**Records shown**
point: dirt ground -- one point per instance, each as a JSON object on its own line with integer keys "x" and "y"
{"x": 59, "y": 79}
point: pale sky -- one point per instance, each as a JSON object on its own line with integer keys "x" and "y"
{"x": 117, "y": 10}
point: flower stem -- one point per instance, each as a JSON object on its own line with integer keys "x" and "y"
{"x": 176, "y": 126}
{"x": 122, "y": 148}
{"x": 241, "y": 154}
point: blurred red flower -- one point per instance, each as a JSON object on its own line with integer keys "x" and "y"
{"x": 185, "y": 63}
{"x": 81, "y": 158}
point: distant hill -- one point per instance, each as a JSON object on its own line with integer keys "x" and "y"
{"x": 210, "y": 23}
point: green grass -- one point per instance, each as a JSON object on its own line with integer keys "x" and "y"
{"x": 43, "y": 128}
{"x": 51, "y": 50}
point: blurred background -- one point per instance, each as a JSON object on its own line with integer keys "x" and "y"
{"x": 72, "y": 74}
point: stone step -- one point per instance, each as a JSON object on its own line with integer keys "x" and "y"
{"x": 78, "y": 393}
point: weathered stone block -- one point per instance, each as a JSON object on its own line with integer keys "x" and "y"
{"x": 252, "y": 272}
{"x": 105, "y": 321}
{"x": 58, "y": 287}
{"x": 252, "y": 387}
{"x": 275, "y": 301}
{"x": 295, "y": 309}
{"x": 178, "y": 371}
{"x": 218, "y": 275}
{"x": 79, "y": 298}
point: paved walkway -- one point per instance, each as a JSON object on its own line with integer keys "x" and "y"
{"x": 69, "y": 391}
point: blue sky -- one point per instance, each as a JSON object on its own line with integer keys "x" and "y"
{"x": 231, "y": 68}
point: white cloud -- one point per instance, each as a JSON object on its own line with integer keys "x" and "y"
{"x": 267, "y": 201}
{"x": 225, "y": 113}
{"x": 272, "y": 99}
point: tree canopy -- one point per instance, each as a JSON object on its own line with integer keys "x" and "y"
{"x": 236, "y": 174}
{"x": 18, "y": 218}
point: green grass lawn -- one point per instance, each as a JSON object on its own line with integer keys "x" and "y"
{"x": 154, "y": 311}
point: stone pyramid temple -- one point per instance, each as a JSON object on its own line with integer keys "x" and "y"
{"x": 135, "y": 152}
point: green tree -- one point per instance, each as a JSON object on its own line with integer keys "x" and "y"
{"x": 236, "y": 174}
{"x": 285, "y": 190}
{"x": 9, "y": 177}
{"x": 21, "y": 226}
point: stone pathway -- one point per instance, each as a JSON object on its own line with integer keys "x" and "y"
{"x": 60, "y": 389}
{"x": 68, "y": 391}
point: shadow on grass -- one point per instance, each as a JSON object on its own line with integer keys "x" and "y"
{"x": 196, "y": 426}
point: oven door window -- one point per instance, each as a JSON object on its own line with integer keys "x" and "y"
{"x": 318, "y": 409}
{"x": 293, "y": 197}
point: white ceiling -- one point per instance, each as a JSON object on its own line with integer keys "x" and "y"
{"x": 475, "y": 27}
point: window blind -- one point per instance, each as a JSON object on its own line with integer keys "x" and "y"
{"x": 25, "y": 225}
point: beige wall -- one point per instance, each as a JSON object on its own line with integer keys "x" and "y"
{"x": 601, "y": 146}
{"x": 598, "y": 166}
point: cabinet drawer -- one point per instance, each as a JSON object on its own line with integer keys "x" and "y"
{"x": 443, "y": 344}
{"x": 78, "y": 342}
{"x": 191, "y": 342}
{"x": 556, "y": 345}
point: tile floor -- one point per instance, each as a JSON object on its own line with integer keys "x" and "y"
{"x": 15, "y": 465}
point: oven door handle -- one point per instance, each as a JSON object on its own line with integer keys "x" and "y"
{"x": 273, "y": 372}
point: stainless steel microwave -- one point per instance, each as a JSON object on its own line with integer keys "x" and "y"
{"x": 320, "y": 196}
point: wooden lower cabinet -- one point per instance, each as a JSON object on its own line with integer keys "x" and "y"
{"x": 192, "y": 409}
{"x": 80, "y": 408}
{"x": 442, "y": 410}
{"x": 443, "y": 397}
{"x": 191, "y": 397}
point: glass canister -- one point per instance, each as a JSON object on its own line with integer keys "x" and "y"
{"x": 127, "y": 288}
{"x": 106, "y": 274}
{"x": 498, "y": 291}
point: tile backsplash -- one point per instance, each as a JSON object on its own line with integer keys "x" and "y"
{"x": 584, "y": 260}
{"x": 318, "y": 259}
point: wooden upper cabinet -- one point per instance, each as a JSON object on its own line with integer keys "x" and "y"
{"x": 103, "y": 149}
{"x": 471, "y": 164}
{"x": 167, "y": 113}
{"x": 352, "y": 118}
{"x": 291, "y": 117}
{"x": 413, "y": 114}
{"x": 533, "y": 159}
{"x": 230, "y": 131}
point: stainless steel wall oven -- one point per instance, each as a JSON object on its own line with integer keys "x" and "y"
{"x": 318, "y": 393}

**Exercise task**
Arrange all of the records above as a two-column CSV with the header row text,answer and one row per record. Put each record's text in the first column and its answer in the second, enclose every field in double quotes, double any quotation marks inside a field, and replace line breaks with spaces.

**Correct answer**
text,answer
"point: dirt ground -- one point per instance, each as a JSON object on its own line with integer keys ""x"" and ""y""","{""x"": 59, ""y"": 79}"
"point: pale sky -- one point per instance, each as a JSON object on its own line with integer keys ""x"" and ""y""","{""x"": 117, ""y"": 10}"
"point: flower stem -- one point per instance, each as a JSON object on its own line with integer keys ""x"" and ""y""","{""x"": 176, ""y"": 126} {""x"": 122, ""y"": 148} {""x"": 241, ""y"": 154}"
"point: blurred red flower -- one point per instance, each as a JSON object on its own line with integer keys ""x"" and ""y""","{""x"": 185, ""y"": 63} {""x"": 81, ""y"": 158}"
"point: distant hill -- one point per instance, each as a JSON object on its own line with integer keys ""x"" and ""y""","{""x"": 210, ""y"": 23}"
"point: green grass -- one point per instance, each as a JSON object on its own line with integer keys ""x"" and ""y""","{""x"": 43, ""y"": 128} {""x"": 51, ""y"": 50}"
"point: blurred background -- one point per instance, each as a JSON object on its own line with integer keys ""x"" and ""y""","{""x"": 72, ""y"": 74}"
"point: stone step -- one point per instance, each as a JSON object on its own line with integer keys ""x"" and ""y""","{""x"": 78, ""y"": 393}"
"point: weathered stone block -- one point per instance, each as a JSON object on its own line with integer keys ""x"" and ""y""","{""x"": 252, ""y"": 272} {""x"": 105, ""y"": 321} {""x"": 58, ""y"": 287} {""x"": 252, ""y"": 387} {""x"": 275, ""y"": 301} {""x"": 295, ""y"": 309} {""x"": 178, ""y"": 371} {""x"": 218, ""y"": 275} {""x"": 79, ""y"": 298}"
"point: paved walkway -- one point per instance, each as a JSON object on its own line with integer keys ""x"" and ""y""","{""x"": 69, ""y"": 391}"
"point: blue sky -- one point per instance, each as a JSON object on its own line with integer keys ""x"" and ""y""","{""x"": 231, ""y"": 68}"
"point: white cloud -- one point per instance, each as a JSON object on its own line with integer keys ""x"" and ""y""","{""x"": 267, ""y"": 201} {""x"": 225, ""y"": 113} {""x"": 272, ""y"": 99}"
"point: tree canopy -- one point per instance, each as a JSON object on its own line with integer keys ""x"" and ""y""","{""x"": 236, ""y"": 174} {""x"": 18, ""y"": 218}"
"point: green grass lawn -- one point per instance, each as a JSON object on its own line with integer keys ""x"" and ""y""","{""x"": 154, ""y"": 311}"
"point: stone pyramid temple -- one point per instance, each as a JSON object on its own line with integer keys ""x"" and ""y""","{""x"": 135, ""y"": 152}"
"point: green tree -- one point per instance, each as a JSON object on its own line with integer keys ""x"" and ""y""","{""x"": 236, ""y"": 174} {""x"": 285, ""y"": 190} {""x"": 9, ""y"": 177} {""x"": 21, ""y"": 226}"
"point: stone pathway -- one point per instance, each as a JSON object on its own line with integer keys ""x"" and ""y""","{""x"": 60, ""y"": 389} {""x"": 68, ""y"": 391}"
"point: shadow on grass -- one point per instance, each as a JSON object on its own line with integer keys ""x"" and ""y""","{""x"": 196, ""y"": 426}"
"point: oven door window -- one point per instance, each as a JSON object on its own line with integer keys ""x"" and ""y""","{""x"": 318, ""y"": 409} {""x"": 293, ""y"": 197}"
"point: white ceiling -- one point per instance, each as a JSON object on its own line with integer keys ""x"" and ""y""","{""x"": 475, ""y"": 27}"
"point: window blind -- one point per instance, each as a JSON object on its own line with integer keys ""x"" and ""y""","{""x"": 25, ""y"": 225}"
"point: beige wall -- one point per instance, each as a JSON object on its own line with integer keys ""x"" and ""y""","{""x"": 601, ""y"": 146} {""x"": 598, ""y"": 166}"
"point: cabinet drawer -- one point per instance, each as a JSON object on its own line with integer keys ""x"" and ""y""","{""x"": 443, ""y"": 344} {""x"": 78, ""y"": 342} {""x"": 191, ""y"": 342} {""x"": 556, ""y"": 345}"
"point: tile floor -- one point per instance, each as a JSON object on its own line with integer keys ""x"" and ""y""","{""x"": 15, ""y"": 465}"
"point: oven door handle -- one point per instance, each as a JSON object on its own line with integer keys ""x"" and ""y""","{""x"": 273, ""y"": 372}"
"point: stainless steel microwave -- one point per instance, each as a JSON object on its own line with integer keys ""x"" and ""y""","{""x"": 320, ""y"": 196}"
"point: wooden lower cabinet -- one point per instance, each as a JSON object on its own line with integer keys ""x"" and ""y""","{""x"": 192, ""y"": 409} {""x"": 80, ""y"": 408} {""x"": 442, ""y"": 410} {""x"": 443, ""y"": 397} {""x"": 191, ""y"": 397}"
"point: glass canister -- one point per instance, each as a JSON object on its own line with integer keys ""x"" and ""y""","{""x"": 127, ""y"": 288} {""x"": 106, ""y"": 274} {""x"": 498, ""y"": 291}"
"point: tile backsplash -- one point per instance, each as a JSON object on its own line with integer keys ""x"" and ""y""","{""x"": 584, ""y"": 260} {""x"": 318, ""y"": 259}"
"point: wooden upper cabinet -- one point per instance, each as a JSON object on its own line with integer keys ""x"" and ""y""","{""x"": 103, ""y"": 149} {""x"": 471, ""y"": 164} {""x"": 167, ""y"": 113} {""x"": 352, ""y"": 118} {""x"": 291, ""y"": 117} {""x"": 413, ""y"": 114} {""x"": 533, ""y"": 159} {""x"": 230, ""y"": 131}"
"point: stainless steel wall oven -- one point per instance, each as a JSON object on its own line with integer keys ""x"" and ""y""","{""x"": 318, ""y"": 393}"